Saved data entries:
◇ ◇ ◇ ◇ ◇
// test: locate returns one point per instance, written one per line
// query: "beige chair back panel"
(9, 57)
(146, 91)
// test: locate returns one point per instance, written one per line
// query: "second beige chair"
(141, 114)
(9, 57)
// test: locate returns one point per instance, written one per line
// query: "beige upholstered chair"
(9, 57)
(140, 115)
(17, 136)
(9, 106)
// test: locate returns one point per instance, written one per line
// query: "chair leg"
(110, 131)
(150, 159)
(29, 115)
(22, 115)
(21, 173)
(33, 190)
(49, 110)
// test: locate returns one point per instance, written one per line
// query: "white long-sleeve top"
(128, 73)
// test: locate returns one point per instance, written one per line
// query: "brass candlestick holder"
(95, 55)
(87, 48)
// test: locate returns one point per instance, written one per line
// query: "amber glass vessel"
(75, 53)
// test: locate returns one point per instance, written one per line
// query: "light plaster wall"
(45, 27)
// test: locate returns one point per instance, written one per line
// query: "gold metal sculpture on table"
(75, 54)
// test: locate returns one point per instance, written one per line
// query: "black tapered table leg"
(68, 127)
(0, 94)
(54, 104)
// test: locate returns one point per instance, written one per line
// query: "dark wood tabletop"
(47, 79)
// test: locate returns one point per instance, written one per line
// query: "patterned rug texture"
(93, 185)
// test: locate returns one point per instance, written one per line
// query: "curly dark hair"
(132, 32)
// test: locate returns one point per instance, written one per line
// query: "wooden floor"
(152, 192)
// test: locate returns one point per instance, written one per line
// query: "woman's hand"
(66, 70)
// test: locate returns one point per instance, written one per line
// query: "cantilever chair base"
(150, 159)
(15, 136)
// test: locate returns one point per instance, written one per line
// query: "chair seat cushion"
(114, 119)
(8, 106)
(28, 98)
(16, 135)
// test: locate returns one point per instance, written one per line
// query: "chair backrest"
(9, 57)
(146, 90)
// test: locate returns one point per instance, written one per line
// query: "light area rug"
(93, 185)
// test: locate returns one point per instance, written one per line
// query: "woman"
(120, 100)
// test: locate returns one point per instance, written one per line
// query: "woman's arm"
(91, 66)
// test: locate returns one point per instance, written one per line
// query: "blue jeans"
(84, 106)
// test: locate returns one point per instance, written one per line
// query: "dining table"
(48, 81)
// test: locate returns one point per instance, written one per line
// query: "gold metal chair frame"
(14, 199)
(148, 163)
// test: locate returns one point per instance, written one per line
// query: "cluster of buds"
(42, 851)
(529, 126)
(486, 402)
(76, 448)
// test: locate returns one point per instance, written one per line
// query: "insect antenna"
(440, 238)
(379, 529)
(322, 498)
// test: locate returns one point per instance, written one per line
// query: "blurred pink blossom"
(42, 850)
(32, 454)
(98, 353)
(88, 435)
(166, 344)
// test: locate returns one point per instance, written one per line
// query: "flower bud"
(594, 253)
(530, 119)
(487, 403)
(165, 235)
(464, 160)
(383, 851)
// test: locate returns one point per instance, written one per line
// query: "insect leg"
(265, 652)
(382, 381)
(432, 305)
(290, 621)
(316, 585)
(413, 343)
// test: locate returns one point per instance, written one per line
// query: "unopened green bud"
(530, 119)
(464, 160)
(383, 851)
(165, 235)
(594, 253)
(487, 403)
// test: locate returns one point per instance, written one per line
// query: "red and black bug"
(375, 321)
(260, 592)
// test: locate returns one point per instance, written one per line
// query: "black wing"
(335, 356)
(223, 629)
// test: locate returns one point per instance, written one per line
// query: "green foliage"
◇ ◇ ◇ ◇ ◇
GIVEN REQUEST:
Extract each line of the data above that contains the word "black".

FINAL RESULT:
// query: "black tapered table leg"
// query: "red and black bug"
// query: "black wing"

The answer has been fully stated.